» Quoted text:
╭──
# America's Rifle: Rise Of The AR-15



## Cait43 (Apr 4, 2013)

The AR-15 has brought to the firearms world what the smartphone delivered to electronics and the single-lens-reflex camera offered for photography: maximum usability in an affordable package that's easy to upgrade and, most important, plays into the culture of its customers. Not only can Jonathan Hardy give one to his teenager, his disabled mother can shoot one as well, and does.
http://www.courant.com/business/ar-15/hc-haar-ar-15-it-gun-20130308,0,4950784,full.column


----------



## Bobv (Oct 31, 2013)

:numbchuck:the AR's are like Barbie or G.I.Joe:numbchuck:


----------



## DJ Niner (Oct 3, 2006)

More like an Erector Set for responsible adults, for those old enough to remember what an Erector Set was...


----------



## SouthernBoy (Jun 27, 2007)

Love mine... all of them.


----------



## pic (Nov 14, 2009)

The ar-15 in my opinion is a nice home defense gun. But to take out into battle, an being exposed to various elements. There are many combat guns that FAR OUT PERFORM THE AR.


----------



## guardrail (May 23, 2010)

Home defense gun? Please!! It is a weapon, fun, yes, but home defense, no. Unless you're talking defending your home against someone trying to take your home. There are hundreds of weapons better suited for home defense.


----------



## pic (Nov 14, 2009)

guardrail said:


> Home defense gun? Please!! It is a weapon, fun, yes, but home defense, no. Unless you're talking defending your home against someone trying to take your home. There are hundreds of weapons better suited for home defense.


No doubt about that, I agree.i like the AR-15 very much.
Just don't think it can handle the elements as well as some other designs.
What is your idea of a home defense weapon.
Personally if I had a choice of an Ar-15 , shot gun, high capacity handgun of any caliber. I would pick up the AR -15.


----------



## pic (Nov 14, 2009)

Now shipwreck has or had a beautiful fn 90 something. That looks very functional. I actually seen one perform. Ohh what a nice piece


----------



## pic (Nov 14, 2009)

I hope I wasn't misunderstood, the AR-15 is a beautiful piece . I just love the 223.
I was shooting the 223(5.56) 30 years ago ,still love it.
Loved to bring my mini 14 out shooting. Just loved the action on that ruger.


----------



## Cait43 (Apr 4, 2013)

pic said:


> The ar-15 in my opinion is a nice home defense gun. But to take out into battle, an being exposed to various elements. There are many combat guns that FAR OUT PERFORM THE AR.


I do not understand your comment concerning the AR15's ability to withstand various elements...
╰──
» Dataset content:
╭──
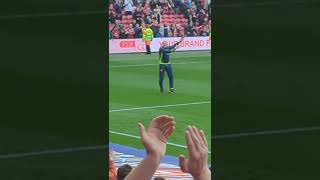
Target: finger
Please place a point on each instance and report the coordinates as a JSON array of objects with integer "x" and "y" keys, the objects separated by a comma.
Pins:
[
  {"x": 203, "y": 137},
  {"x": 195, "y": 130},
  {"x": 167, "y": 125},
  {"x": 169, "y": 131},
  {"x": 142, "y": 131},
  {"x": 195, "y": 138},
  {"x": 190, "y": 143},
  {"x": 183, "y": 163},
  {"x": 160, "y": 120}
]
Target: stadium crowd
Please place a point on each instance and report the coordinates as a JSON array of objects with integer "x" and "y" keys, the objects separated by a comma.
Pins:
[
  {"x": 167, "y": 18},
  {"x": 155, "y": 139}
]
╰──
» Tasks to perform:
**a)** Answer these about the AR-15 thread, one answer per line, marked the same way:
(i) What does DJ Niner compare the AR-15 to?
(ii) Which rifle did pic love to bring out shooting?
(iii) According to the first post, who besides Jonathan Hardy's teenager shoots one?
**b)** Switch every "Pins" to "Points" in the records above and write the records out again, leaving out the pictures. Change nothing else.

» Expected responses:
**a)**
(i) An Erector Set for responsible adults
(ii) The mini 14
(iii) His disabled mother

**b)**
Target: finger
Please place a point on each instance and report the coordinates as a JSON array of objects with integer "x" and "y" keys, the objects separated by a comma.
Points:
[
  {"x": 203, "y": 137},
  {"x": 195, "y": 130},
  {"x": 167, "y": 125},
  {"x": 169, "y": 131},
  {"x": 142, "y": 131},
  {"x": 195, "y": 138},
  {"x": 190, "y": 143},
  {"x": 183, "y": 163},
  {"x": 160, "y": 120}
]
Target: stadium crowd
Please place a point on each instance and report the coordinates as a JSON array of objects with integer "x" and "y" keys, the objects separated by a comma.
Points:
[
  {"x": 167, "y": 18},
  {"x": 155, "y": 139}
]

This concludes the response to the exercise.